----- DATA UNDER STUDY

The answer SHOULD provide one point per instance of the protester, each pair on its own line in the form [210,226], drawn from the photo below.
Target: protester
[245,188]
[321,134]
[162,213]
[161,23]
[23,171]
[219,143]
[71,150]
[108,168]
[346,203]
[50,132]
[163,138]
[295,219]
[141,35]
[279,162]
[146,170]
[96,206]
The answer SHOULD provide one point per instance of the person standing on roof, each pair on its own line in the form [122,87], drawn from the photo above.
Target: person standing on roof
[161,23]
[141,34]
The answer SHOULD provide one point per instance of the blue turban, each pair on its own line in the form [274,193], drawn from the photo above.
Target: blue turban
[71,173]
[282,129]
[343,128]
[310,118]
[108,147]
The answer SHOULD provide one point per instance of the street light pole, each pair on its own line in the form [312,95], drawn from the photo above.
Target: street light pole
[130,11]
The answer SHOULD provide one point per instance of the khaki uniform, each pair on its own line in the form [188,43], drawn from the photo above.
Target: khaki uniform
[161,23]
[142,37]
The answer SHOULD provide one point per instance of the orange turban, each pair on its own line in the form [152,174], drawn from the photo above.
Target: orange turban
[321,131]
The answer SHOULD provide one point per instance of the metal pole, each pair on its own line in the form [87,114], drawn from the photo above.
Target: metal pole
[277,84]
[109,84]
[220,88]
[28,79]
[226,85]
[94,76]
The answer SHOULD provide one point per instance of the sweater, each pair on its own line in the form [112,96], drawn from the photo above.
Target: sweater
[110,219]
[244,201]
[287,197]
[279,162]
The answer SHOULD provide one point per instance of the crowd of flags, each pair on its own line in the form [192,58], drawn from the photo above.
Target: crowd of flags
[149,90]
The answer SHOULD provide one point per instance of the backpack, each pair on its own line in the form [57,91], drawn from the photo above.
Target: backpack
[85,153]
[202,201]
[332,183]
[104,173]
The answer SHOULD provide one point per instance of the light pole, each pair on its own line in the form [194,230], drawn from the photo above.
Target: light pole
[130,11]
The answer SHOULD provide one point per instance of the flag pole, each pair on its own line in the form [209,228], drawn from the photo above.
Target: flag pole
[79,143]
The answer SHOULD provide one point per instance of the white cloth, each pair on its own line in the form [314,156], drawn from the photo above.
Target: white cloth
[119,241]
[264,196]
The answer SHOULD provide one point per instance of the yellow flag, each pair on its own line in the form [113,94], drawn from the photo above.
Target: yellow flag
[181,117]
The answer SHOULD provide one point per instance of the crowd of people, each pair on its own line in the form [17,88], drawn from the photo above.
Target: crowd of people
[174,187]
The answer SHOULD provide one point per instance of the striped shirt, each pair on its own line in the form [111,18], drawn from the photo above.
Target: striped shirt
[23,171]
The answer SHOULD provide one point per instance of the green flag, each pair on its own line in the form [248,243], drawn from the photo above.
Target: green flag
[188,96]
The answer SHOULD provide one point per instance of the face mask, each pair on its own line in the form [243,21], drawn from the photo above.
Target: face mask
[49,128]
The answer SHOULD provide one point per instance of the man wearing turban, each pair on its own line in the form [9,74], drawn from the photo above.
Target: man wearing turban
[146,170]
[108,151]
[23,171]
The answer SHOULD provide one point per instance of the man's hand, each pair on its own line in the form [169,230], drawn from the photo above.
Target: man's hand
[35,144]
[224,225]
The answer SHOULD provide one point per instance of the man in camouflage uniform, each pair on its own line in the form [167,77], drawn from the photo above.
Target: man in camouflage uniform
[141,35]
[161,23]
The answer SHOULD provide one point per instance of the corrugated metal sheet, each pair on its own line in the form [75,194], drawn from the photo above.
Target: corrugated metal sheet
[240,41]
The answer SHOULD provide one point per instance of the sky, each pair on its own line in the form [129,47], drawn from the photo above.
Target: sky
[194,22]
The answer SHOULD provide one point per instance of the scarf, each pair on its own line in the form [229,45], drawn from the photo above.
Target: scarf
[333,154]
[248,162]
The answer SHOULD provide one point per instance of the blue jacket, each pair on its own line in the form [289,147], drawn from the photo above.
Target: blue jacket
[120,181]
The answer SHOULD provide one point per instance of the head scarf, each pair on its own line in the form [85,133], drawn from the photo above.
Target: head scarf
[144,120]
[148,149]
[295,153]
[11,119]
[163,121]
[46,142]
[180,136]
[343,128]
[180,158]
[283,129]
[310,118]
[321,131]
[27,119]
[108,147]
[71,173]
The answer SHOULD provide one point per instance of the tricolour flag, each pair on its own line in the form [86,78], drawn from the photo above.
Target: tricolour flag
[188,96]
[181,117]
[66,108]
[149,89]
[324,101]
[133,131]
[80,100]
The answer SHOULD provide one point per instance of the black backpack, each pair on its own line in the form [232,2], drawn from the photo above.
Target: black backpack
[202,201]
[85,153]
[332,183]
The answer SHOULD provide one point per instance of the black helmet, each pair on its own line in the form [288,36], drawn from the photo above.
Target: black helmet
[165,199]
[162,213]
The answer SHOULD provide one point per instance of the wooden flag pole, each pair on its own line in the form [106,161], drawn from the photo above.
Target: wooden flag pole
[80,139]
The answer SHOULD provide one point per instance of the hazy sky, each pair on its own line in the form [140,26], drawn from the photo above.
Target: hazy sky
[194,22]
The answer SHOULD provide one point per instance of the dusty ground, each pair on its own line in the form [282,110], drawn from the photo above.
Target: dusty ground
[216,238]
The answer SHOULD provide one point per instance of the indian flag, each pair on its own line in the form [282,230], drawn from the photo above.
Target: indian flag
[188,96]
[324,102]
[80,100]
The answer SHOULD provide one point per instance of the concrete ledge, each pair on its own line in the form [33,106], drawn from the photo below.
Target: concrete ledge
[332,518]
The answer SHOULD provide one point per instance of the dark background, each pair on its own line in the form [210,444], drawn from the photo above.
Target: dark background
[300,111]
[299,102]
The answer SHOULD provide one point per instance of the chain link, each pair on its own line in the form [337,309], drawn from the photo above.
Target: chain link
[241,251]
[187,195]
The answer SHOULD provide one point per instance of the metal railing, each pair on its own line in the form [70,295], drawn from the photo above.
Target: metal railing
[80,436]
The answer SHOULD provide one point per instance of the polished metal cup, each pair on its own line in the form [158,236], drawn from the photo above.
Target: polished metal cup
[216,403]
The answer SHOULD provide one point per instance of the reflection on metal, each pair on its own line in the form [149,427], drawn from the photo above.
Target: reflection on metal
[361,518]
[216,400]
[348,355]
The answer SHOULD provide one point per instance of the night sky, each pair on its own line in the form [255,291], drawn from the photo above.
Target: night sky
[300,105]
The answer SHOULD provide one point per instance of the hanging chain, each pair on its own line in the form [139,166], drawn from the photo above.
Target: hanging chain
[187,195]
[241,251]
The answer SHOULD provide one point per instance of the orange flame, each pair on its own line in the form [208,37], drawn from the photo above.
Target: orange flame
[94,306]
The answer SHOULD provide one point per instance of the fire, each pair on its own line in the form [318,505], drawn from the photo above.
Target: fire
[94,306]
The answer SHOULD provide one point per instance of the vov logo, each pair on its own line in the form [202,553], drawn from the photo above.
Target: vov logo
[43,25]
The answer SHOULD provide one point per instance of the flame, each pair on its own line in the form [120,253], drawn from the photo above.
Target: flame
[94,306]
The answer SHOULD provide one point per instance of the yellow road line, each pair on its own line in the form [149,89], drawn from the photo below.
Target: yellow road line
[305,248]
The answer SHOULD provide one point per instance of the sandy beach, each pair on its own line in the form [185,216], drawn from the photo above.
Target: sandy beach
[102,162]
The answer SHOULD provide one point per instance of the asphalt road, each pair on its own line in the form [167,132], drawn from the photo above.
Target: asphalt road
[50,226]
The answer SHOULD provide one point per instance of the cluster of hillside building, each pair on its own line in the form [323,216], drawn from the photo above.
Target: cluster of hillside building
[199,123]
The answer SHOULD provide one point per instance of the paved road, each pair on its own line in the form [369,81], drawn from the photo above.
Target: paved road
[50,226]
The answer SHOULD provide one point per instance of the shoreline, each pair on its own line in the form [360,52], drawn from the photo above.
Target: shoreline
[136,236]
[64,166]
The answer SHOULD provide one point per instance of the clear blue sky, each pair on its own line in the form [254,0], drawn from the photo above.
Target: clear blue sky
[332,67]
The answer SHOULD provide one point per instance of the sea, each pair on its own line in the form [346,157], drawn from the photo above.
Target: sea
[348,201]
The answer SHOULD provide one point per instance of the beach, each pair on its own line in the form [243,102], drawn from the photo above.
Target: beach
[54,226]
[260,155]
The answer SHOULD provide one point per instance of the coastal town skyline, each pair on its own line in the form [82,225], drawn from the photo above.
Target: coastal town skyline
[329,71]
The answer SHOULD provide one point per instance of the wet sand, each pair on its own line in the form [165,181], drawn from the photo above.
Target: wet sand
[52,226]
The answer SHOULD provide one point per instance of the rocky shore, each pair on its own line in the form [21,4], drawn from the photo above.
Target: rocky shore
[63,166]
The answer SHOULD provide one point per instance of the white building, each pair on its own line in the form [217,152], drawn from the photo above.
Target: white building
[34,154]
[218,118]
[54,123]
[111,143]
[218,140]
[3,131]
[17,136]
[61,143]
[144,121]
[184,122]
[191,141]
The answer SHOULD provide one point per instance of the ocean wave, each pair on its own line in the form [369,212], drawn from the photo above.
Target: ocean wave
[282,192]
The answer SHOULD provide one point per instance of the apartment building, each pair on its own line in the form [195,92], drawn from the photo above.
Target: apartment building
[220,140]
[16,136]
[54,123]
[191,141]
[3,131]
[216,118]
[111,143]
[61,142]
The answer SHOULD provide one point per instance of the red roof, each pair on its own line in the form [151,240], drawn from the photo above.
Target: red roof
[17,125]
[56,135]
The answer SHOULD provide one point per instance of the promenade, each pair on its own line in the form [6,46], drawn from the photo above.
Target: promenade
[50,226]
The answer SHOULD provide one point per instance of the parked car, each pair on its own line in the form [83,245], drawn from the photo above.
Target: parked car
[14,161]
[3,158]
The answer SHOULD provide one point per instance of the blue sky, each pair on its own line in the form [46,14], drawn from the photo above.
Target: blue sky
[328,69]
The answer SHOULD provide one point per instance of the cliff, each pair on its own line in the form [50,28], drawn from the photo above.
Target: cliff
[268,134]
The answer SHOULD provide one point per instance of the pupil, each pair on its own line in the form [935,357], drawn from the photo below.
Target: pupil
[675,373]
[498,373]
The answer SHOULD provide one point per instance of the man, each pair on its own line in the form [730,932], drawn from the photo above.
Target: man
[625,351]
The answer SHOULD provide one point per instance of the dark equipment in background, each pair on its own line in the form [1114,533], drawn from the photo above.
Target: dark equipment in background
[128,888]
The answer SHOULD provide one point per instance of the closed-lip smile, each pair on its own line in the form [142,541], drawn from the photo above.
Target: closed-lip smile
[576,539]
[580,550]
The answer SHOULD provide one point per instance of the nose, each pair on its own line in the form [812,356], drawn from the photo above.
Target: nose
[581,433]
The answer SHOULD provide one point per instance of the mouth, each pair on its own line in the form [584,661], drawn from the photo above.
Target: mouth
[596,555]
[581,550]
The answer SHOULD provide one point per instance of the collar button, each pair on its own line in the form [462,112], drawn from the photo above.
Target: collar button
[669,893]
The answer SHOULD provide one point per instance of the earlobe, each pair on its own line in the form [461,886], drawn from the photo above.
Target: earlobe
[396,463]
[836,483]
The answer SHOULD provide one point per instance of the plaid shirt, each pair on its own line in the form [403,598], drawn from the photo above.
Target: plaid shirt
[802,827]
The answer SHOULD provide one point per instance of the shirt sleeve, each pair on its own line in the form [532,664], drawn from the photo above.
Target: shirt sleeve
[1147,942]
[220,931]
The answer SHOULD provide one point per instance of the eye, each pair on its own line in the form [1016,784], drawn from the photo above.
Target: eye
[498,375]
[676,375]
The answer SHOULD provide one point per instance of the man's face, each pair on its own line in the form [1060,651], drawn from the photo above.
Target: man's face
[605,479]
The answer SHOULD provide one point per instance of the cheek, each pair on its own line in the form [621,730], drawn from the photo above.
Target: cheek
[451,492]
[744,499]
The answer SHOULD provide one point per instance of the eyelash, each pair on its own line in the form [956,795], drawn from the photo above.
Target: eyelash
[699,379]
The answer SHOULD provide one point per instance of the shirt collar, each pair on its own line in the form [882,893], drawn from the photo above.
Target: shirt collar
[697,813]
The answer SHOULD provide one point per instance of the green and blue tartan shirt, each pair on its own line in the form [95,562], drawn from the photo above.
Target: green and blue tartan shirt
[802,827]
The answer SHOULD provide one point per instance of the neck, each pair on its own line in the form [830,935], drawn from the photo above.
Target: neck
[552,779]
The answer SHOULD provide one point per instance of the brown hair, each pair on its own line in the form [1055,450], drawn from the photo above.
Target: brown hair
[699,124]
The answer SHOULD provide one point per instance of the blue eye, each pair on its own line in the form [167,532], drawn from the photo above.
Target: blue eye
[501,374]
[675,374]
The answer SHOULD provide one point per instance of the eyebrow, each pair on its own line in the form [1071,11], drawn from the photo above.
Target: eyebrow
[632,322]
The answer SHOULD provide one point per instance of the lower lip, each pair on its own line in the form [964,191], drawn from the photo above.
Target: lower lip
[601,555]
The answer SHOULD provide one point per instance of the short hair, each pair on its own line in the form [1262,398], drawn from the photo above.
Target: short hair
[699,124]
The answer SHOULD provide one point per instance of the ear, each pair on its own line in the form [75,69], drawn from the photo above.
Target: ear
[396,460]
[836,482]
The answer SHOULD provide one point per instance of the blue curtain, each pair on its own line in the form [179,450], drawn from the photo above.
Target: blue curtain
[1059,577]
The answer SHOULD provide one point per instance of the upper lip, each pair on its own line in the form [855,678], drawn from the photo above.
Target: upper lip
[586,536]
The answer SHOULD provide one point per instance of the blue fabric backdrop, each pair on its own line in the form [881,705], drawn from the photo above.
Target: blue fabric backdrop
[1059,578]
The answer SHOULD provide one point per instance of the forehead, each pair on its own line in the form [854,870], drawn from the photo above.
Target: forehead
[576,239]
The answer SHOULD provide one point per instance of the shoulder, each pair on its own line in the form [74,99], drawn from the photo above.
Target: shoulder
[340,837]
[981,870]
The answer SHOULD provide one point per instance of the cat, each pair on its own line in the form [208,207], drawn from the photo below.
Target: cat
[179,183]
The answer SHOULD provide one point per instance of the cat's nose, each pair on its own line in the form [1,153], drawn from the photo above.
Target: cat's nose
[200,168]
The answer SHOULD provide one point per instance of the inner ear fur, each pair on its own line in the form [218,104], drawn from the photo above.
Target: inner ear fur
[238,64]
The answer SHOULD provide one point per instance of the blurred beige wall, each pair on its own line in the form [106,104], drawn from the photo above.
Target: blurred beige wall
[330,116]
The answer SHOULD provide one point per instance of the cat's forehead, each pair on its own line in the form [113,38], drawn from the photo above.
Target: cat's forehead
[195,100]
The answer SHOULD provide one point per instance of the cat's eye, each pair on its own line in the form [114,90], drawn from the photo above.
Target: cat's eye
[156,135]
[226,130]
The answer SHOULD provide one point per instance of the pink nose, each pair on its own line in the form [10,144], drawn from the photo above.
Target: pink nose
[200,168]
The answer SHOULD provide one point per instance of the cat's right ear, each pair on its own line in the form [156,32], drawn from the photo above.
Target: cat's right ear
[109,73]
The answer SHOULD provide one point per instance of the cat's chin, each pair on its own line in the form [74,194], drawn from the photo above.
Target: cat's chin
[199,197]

----------

**DESCRIPTION OF THE TASK:** Your answer must be the line that contains "[156,32], drawn from the photo above." and every line after it to the end of the records, reproduced exactly.

**EXERCISE SOLUTION:**
The answer SHOULD provide one point per instance of the cat's right ear, each pair on its own line in the form [156,32], drawn from the photo above.
Target: cat's right ear
[109,73]
The answer SHOULD provide one point per instance of the cat's chin, each pair on its own line in the form [74,194], drawn from the photo above.
Target: cat's chin
[199,197]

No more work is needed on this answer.